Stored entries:
<<<<
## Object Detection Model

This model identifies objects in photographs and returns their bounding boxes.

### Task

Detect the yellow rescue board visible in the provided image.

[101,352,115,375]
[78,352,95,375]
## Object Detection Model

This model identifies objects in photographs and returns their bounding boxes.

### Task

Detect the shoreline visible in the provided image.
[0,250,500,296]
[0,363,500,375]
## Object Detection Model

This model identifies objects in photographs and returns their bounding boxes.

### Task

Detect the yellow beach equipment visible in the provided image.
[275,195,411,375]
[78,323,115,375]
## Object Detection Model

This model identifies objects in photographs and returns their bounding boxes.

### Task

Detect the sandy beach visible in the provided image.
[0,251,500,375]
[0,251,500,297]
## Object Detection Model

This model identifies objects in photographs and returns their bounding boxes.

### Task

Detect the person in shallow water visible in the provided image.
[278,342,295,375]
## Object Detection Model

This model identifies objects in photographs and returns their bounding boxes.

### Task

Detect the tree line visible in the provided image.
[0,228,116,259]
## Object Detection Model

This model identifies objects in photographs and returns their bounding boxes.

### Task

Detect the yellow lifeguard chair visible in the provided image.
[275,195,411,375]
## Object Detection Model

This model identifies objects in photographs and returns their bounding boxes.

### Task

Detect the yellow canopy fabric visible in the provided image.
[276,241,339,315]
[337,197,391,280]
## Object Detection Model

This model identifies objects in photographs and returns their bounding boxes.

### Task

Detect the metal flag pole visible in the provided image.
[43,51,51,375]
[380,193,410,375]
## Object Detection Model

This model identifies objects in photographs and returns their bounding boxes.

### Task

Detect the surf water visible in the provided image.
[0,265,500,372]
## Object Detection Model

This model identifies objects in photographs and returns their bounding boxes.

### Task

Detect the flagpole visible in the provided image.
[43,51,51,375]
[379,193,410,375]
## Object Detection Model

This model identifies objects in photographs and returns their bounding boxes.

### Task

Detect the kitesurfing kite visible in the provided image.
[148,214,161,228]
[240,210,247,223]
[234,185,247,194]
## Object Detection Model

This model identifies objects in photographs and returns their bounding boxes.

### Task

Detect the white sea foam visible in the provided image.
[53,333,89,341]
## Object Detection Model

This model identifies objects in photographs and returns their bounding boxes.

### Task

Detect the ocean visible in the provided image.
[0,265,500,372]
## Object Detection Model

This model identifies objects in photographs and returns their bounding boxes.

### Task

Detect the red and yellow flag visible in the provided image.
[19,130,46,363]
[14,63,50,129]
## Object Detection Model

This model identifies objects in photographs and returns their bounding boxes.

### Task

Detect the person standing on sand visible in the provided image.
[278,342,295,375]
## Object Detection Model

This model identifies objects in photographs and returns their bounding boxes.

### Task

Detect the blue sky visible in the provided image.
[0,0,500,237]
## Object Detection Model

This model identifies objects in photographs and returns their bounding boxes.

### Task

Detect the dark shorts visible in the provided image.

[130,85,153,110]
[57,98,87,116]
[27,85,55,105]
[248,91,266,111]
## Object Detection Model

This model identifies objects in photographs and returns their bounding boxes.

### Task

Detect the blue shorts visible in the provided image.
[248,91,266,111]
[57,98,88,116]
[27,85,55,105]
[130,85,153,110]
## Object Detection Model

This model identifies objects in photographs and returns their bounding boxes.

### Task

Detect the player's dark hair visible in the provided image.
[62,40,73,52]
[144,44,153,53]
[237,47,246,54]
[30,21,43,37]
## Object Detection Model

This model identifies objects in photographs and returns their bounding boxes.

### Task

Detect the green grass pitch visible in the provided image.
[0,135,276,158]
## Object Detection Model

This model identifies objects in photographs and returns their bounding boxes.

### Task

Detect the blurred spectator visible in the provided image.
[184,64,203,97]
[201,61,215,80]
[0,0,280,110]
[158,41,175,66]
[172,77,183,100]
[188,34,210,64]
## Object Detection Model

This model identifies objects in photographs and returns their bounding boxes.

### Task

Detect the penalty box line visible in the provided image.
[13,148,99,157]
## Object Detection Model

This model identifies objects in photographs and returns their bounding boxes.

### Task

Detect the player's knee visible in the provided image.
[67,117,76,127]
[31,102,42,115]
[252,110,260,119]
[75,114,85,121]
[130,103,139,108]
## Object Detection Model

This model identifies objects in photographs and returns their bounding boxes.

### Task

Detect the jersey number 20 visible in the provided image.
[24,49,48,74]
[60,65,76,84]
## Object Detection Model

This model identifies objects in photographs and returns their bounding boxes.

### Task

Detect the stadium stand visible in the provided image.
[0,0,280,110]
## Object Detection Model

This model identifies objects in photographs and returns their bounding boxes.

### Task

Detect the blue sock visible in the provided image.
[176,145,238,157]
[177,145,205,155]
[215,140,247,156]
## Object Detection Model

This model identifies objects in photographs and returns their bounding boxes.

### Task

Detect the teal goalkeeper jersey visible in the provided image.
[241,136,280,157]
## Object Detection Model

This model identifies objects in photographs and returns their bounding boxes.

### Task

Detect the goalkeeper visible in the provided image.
>>>>
The request:
Select and copy every line of the records above that contains the string "blue". Case counts.

Exercise response:
Detect the blue sky visible in the provided image.
Detect the blue shorts visible in the provided image.
Detect the blue sock visible in the provided image.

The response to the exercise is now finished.